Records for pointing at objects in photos
··········
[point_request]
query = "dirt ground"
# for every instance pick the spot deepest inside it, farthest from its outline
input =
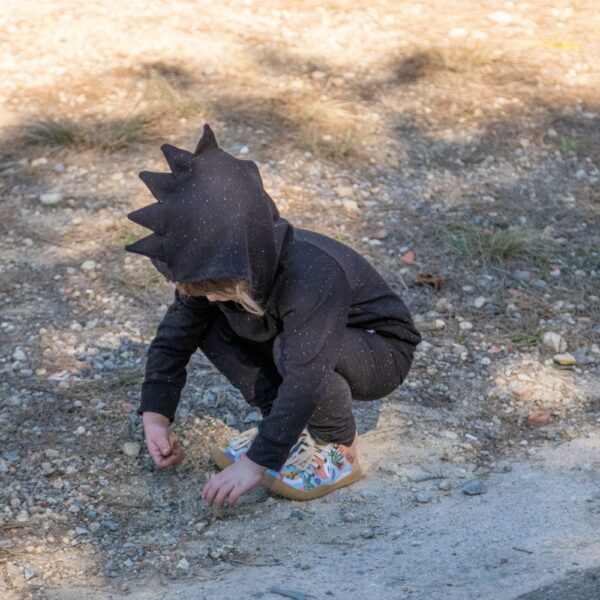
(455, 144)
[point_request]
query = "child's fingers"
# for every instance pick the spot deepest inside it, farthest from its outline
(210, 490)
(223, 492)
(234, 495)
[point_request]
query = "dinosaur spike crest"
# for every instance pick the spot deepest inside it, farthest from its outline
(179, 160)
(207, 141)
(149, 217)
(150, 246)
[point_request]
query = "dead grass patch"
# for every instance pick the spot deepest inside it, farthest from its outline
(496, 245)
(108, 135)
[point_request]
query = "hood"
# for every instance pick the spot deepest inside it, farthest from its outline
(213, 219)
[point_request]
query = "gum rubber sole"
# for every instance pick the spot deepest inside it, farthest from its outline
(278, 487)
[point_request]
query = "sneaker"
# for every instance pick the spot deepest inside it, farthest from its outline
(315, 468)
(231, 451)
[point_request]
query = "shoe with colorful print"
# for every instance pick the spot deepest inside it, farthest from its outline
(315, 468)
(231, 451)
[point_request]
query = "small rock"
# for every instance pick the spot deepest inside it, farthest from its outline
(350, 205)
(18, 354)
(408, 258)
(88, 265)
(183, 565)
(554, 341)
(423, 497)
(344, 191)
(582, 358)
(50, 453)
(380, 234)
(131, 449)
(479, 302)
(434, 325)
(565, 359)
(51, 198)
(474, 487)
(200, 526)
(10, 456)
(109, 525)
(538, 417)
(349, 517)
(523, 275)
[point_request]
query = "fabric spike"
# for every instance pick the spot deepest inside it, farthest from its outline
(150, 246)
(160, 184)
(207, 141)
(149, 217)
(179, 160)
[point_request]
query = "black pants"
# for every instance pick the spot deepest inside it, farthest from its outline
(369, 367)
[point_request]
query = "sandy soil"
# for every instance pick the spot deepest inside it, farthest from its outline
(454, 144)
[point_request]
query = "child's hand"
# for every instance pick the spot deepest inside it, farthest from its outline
··········
[Objective]: Can you rename "sneaker" to "running shoe" everywhere in the records above, leaving all else unchanged and omitting the pictures from your answer?

[Final answer]:
[point_request]
query = "dirt ground"
# for every instance pick the spot deepest inside it, farthest from its outline
input =
(455, 144)
[point_request]
query = "child's fingers"
# for every instance pick the spot deepest inside it, farthest from its outline
(210, 490)
(223, 492)
(234, 495)
[point_request]
query = "dinosaur spike crest"
# for every instance pick the spot deepest inside it, farthest from its outline
(179, 160)
(207, 141)
(149, 217)
(150, 246)
[point_request]
query = "dead grass patch"
# for every instance pick the spot deepest inside it, farthest from its outline
(496, 245)
(108, 135)
[point_request]
query = "hood"
# for every instance pick the spot deepest inside it, farthest from its outline
(213, 219)
[point_request]
query = "gum rubber sole"
# for every instance pick the spot deepest inside it, farthest from its outline
(278, 487)
[point_request]
query = "running shoe"
# for every instance pick the spot deepest inside it, farthest from its outline
(315, 468)
(231, 451)
[point_request]
query = "shoe with colorful print"
# for every instance pick the spot deepest inside it, farthest from its outline
(315, 468)
(231, 451)
[point_request]
query = "small rock"
# for every instance pick the spot deepest inside it, farthest from its outline
(350, 205)
(18, 354)
(408, 258)
(88, 265)
(183, 565)
(554, 341)
(423, 497)
(344, 191)
(582, 358)
(50, 453)
(380, 234)
(131, 449)
(479, 302)
(434, 325)
(565, 359)
(51, 198)
(474, 487)
(200, 526)
(10, 456)
(109, 525)
(538, 417)
(349, 517)
(523, 275)
[point_request]
query = "fabric spike"
# for every instance pick the spot deepest inside it, farthest from its outline
(150, 246)
(160, 184)
(207, 141)
(149, 217)
(179, 160)
[point_request]
query = "black pants"
# for every instance pick the spot deepest inside it, farthest from its outline
(369, 367)
[point_request]
query = "sandy soil"
# for every instance pick the spot deepest inside it, farthest from its outline
(454, 144)
[point_request]
query = "child's hand"
# for every instance pick the spot deepest inside it, farthest from its outline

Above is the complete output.